▶ TASK DIRECTIONS
Print exactly, and only, the lines running from the line containing "of the sunglasses" through the end of the records below.

▶ DATASET
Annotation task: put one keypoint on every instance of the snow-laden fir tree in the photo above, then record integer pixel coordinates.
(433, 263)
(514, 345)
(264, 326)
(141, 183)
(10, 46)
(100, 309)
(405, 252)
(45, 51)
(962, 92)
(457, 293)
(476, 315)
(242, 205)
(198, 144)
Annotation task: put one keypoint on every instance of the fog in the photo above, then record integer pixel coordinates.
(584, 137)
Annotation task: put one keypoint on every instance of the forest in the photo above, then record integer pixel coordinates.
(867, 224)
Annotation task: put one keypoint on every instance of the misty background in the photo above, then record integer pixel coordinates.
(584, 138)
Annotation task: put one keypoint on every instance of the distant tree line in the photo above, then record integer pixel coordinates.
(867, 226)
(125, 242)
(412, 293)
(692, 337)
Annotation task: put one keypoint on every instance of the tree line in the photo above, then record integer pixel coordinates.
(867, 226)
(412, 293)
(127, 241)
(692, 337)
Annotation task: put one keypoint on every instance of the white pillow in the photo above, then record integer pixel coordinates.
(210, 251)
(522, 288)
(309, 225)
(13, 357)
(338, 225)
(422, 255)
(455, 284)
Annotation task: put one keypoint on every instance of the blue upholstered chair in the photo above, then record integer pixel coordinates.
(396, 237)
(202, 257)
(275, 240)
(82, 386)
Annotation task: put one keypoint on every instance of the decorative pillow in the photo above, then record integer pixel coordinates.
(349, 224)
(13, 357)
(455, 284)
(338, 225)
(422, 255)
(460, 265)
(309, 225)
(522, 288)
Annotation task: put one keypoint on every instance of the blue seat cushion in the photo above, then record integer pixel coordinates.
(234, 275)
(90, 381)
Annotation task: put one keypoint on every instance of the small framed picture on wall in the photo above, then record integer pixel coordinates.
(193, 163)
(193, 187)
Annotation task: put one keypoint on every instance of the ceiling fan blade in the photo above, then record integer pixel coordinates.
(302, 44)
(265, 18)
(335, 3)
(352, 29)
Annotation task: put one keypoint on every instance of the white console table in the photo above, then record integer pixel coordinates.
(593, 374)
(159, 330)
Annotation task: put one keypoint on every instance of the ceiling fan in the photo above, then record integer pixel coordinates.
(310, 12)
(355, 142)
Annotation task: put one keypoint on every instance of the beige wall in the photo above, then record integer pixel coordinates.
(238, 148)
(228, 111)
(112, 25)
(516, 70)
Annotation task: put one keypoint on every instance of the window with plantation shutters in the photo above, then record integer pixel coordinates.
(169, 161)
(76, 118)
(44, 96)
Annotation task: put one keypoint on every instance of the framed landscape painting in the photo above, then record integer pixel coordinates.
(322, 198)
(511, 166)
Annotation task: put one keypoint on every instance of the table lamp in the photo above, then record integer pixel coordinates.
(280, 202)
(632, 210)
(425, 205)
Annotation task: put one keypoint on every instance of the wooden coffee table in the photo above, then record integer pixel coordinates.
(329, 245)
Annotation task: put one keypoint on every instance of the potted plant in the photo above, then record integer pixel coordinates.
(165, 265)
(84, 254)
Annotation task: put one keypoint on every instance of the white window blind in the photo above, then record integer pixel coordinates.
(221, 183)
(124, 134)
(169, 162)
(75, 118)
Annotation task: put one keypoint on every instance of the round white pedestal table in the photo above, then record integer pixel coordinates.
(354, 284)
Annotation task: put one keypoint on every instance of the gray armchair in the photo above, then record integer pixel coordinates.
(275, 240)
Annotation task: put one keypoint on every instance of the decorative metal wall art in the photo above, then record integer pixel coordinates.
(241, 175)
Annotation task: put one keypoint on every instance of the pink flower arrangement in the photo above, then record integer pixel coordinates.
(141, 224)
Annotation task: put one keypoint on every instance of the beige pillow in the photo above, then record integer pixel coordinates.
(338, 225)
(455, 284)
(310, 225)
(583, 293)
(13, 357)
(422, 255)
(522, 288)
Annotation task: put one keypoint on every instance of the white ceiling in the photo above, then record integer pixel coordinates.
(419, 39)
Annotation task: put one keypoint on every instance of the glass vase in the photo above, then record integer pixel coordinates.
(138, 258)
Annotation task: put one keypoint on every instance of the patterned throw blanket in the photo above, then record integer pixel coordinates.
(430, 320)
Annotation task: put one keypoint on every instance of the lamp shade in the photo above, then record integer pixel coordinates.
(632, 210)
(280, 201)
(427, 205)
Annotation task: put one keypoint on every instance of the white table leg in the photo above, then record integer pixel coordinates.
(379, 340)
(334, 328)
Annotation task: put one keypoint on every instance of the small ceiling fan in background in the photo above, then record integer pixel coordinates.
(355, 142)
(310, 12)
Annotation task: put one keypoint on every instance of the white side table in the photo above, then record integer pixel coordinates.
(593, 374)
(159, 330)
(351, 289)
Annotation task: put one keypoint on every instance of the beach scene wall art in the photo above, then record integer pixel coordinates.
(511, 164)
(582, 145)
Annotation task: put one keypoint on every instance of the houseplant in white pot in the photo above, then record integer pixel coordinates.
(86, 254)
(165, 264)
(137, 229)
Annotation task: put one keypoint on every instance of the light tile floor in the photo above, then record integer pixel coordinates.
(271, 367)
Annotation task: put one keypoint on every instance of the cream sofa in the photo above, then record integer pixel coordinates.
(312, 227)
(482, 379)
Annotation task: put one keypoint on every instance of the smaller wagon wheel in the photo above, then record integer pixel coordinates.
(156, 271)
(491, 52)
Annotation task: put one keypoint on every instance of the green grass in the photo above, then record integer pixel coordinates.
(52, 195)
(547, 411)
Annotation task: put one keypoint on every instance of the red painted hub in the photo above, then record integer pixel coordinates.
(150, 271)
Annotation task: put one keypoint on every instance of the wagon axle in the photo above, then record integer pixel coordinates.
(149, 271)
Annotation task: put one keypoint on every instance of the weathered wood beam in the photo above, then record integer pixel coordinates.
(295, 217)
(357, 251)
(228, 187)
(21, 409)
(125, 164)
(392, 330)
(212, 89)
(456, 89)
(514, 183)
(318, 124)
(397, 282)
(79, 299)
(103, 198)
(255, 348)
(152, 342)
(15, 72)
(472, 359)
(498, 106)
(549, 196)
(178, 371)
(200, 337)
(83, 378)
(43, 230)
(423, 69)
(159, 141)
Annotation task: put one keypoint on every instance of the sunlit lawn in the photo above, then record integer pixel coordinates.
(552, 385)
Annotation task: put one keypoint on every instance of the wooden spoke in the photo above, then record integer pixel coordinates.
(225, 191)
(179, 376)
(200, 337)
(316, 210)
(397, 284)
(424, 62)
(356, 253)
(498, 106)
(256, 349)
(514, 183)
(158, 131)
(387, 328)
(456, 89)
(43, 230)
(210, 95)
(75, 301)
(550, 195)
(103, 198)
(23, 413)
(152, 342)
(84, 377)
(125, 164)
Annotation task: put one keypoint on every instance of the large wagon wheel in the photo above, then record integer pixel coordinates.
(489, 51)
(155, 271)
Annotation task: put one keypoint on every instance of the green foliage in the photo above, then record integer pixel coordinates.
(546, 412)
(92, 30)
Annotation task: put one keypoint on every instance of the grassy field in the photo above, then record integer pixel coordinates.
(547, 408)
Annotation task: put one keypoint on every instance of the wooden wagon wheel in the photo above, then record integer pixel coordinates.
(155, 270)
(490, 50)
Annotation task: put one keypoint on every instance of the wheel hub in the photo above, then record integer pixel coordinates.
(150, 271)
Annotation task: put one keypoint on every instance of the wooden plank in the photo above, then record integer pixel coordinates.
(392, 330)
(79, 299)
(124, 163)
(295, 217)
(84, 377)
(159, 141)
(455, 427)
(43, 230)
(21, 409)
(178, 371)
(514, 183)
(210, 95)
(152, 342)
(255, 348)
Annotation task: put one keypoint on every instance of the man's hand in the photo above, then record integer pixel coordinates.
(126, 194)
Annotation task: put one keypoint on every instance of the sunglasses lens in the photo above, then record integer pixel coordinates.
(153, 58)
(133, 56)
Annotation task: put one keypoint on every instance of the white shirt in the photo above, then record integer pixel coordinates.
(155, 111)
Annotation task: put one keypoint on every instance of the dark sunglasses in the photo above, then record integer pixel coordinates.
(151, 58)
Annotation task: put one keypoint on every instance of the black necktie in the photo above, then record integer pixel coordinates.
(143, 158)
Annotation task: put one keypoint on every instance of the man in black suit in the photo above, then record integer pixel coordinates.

▶ WRITTEN ANSWER
Annotation task: put one keypoint on every instance of the sunglasses lens in the photo above, then record integer pixel coordinates.
(153, 58)
(133, 56)
Annotation task: put one keypoint on every instance of the white shirt in the photo above, then record integer pixel coordinates.
(155, 111)
Annotation task: put one keypoint on every instance of the dark sunglasses in the photo above, then record integer pixel coordinates.
(151, 58)
Annotation task: put one keypoint on every instance of the black necktie in the photo above, then record integer pixel coordinates.
(143, 158)
Annotation task: put one keypoint on every instance of the man in black suit in the photo above, then record integer pixel coordinates.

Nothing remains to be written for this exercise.